*** DATA PROVIDED Section Begins ***

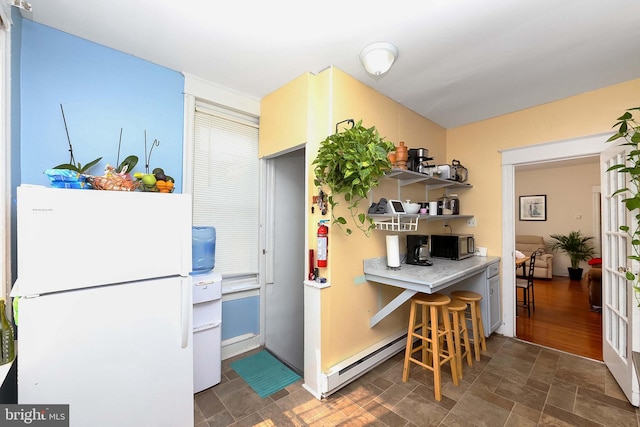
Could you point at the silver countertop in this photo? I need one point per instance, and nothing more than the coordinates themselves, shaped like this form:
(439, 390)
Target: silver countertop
(441, 274)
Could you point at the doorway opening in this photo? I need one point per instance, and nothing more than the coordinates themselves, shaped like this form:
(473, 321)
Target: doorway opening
(561, 305)
(511, 158)
(285, 221)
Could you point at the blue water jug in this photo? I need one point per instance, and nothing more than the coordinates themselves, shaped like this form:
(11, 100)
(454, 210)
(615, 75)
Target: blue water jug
(203, 249)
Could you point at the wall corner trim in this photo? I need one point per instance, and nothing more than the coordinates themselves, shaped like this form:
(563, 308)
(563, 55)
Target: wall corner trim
(214, 93)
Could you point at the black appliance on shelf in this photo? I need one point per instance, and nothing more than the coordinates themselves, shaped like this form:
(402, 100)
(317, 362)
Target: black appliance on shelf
(418, 250)
(418, 160)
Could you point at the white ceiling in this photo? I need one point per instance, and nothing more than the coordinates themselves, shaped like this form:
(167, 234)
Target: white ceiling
(460, 61)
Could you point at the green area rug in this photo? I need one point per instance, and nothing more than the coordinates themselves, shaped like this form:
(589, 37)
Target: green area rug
(264, 373)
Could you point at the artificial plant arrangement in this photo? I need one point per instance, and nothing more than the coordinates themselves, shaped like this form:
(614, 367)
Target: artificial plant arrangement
(628, 129)
(577, 246)
(79, 168)
(350, 163)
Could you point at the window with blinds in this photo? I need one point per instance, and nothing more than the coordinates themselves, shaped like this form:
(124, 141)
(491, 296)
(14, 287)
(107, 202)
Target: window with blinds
(226, 188)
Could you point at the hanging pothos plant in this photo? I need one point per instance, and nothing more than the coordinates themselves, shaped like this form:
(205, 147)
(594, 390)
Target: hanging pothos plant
(350, 163)
(629, 130)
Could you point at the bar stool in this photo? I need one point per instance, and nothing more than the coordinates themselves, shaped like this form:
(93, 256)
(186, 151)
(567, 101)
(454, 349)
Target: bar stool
(430, 335)
(463, 350)
(475, 315)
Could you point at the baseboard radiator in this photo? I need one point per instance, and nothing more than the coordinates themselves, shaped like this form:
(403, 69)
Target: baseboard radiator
(352, 368)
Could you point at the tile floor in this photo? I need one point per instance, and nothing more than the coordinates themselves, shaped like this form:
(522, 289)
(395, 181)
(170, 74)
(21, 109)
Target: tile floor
(515, 384)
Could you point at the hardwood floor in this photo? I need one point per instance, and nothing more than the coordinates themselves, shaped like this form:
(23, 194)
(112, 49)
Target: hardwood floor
(562, 318)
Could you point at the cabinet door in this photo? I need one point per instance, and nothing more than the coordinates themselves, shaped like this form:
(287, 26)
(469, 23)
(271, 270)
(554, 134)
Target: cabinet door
(493, 290)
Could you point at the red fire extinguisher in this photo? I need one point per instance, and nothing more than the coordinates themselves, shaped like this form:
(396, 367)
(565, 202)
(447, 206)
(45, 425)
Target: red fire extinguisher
(323, 241)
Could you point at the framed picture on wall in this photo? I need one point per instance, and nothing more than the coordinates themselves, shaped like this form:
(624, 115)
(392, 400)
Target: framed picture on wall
(533, 208)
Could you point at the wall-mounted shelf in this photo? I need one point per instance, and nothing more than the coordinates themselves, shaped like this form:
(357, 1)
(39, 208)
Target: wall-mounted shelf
(408, 222)
(406, 177)
(398, 222)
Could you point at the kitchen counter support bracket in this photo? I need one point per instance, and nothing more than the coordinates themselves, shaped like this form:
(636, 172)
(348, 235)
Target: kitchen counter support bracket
(406, 295)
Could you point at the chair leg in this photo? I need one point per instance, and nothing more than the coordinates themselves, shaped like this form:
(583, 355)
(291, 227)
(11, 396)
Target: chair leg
(435, 346)
(407, 354)
(533, 298)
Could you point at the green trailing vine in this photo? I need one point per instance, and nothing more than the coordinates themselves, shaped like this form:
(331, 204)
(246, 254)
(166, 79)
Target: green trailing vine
(351, 163)
(628, 128)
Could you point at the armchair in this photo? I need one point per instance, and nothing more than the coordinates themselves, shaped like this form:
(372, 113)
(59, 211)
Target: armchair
(544, 261)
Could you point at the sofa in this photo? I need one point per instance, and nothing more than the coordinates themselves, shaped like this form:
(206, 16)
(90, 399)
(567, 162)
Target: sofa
(527, 244)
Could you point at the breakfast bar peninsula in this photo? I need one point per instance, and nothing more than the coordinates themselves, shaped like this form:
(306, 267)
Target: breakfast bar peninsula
(478, 274)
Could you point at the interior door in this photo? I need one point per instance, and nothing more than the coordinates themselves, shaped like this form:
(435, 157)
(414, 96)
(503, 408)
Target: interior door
(620, 313)
(284, 300)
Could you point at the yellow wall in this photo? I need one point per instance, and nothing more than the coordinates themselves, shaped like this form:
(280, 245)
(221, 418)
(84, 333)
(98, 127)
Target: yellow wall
(570, 206)
(284, 116)
(350, 301)
(332, 96)
(307, 109)
(477, 146)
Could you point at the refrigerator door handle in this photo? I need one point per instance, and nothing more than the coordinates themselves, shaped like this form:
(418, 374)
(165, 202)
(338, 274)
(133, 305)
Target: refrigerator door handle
(185, 287)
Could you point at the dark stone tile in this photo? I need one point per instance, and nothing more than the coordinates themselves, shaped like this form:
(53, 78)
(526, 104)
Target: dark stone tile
(453, 420)
(428, 394)
(521, 393)
(492, 398)
(568, 417)
(208, 403)
(362, 418)
(250, 421)
(382, 383)
(303, 405)
(480, 411)
(419, 411)
(391, 396)
(344, 405)
(361, 392)
(273, 415)
(562, 395)
(582, 372)
(279, 394)
(488, 380)
(538, 385)
(384, 414)
(524, 412)
(508, 366)
(516, 420)
(243, 401)
(604, 409)
(605, 399)
(223, 419)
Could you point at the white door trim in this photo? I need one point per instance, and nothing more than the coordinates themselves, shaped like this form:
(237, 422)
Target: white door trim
(540, 153)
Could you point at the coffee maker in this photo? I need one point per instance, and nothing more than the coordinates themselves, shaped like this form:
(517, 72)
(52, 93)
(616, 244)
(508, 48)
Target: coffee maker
(418, 250)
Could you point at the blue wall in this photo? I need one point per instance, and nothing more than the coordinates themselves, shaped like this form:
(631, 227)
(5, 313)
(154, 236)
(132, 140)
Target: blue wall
(101, 90)
(240, 316)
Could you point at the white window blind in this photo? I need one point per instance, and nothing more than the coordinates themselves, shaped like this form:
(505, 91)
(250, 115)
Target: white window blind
(226, 187)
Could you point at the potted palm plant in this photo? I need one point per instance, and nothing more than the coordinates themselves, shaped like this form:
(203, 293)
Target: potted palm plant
(577, 246)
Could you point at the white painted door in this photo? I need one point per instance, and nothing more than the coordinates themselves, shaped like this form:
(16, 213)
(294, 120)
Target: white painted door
(620, 313)
(284, 300)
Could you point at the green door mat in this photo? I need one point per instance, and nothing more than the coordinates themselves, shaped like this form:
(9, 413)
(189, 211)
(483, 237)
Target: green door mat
(264, 373)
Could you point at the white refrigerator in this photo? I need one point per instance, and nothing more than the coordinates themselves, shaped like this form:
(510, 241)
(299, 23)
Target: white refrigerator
(105, 314)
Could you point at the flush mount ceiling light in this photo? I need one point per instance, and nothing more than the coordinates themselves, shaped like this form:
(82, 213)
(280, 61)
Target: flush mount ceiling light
(378, 57)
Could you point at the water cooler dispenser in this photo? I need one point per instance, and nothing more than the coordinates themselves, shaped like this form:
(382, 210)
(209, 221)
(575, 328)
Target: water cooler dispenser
(207, 310)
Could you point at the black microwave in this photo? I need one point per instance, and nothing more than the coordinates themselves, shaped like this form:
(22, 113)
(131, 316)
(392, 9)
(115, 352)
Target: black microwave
(452, 246)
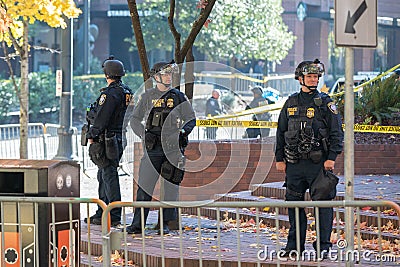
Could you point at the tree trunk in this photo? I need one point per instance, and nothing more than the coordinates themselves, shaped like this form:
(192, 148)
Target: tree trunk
(189, 76)
(137, 29)
(24, 91)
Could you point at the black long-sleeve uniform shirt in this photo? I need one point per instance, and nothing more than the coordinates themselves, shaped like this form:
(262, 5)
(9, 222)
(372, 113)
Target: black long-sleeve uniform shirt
(332, 119)
(110, 109)
(183, 111)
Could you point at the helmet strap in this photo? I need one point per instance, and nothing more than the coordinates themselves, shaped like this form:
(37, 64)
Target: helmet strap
(311, 88)
(161, 81)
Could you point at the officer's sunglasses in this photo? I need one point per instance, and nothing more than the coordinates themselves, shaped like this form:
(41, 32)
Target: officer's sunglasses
(171, 68)
(313, 69)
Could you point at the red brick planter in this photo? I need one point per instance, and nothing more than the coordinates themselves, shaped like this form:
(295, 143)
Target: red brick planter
(229, 166)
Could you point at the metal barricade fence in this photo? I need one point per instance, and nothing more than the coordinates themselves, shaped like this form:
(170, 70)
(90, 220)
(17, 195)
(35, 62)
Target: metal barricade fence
(42, 140)
(43, 231)
(255, 247)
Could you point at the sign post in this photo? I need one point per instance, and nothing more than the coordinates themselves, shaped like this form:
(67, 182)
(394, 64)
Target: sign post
(356, 23)
(355, 26)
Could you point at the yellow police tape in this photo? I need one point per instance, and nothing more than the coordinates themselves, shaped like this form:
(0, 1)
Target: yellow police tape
(246, 124)
(271, 124)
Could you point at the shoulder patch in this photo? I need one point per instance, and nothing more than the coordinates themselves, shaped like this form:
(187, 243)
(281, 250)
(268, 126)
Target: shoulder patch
(102, 99)
(332, 107)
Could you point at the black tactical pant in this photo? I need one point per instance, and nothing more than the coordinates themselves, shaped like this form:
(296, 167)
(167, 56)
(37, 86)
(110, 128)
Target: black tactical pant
(109, 189)
(149, 173)
(299, 177)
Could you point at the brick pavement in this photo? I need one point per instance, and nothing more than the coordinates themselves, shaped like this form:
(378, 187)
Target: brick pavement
(370, 187)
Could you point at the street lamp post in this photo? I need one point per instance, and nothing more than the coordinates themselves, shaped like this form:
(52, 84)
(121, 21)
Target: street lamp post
(65, 131)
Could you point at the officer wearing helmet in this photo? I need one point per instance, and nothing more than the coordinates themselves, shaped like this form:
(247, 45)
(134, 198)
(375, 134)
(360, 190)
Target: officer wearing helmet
(308, 139)
(105, 135)
(258, 101)
(168, 119)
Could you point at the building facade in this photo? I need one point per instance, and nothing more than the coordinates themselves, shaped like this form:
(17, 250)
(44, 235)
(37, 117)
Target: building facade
(311, 21)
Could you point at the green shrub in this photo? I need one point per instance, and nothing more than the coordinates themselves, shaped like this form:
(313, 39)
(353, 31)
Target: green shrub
(377, 103)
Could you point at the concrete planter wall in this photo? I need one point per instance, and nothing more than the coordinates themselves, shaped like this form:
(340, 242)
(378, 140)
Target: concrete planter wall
(229, 166)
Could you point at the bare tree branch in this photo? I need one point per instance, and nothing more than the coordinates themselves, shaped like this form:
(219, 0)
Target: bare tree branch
(140, 42)
(175, 33)
(12, 76)
(197, 25)
(189, 76)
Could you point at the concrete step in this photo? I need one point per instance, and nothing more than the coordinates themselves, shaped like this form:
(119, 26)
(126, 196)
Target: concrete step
(275, 190)
(270, 219)
(370, 217)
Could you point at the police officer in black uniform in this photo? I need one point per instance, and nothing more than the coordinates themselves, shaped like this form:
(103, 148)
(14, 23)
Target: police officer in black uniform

*** DATA PROVIDED Section Ends ***

» **ACTIVITY**: Can you repeat, word for word, every line above from the one containing "Target: officer wearing helmet" down to the one containing "Could you point at the concrete planter", including both?

» **EXERCISE ANSWER**:
Target: officer wearing helmet
(308, 139)
(105, 135)
(258, 101)
(168, 119)
Could you point at the building facade in this photo? I need one point per instance, and nothing more than the coordinates themselves, shaped like this form:
(17, 250)
(44, 235)
(37, 117)
Target: building facade
(311, 21)
Could you point at the green shrub in this photo? I need one point per instance, and nothing more than the coordinates themselves, shaped like this form:
(313, 39)
(353, 31)
Target: green shrub
(377, 103)
Could you point at the concrete planter wall in this photo? I need one point per instance, and nothing more than the coordinates themselves, shaped like this form:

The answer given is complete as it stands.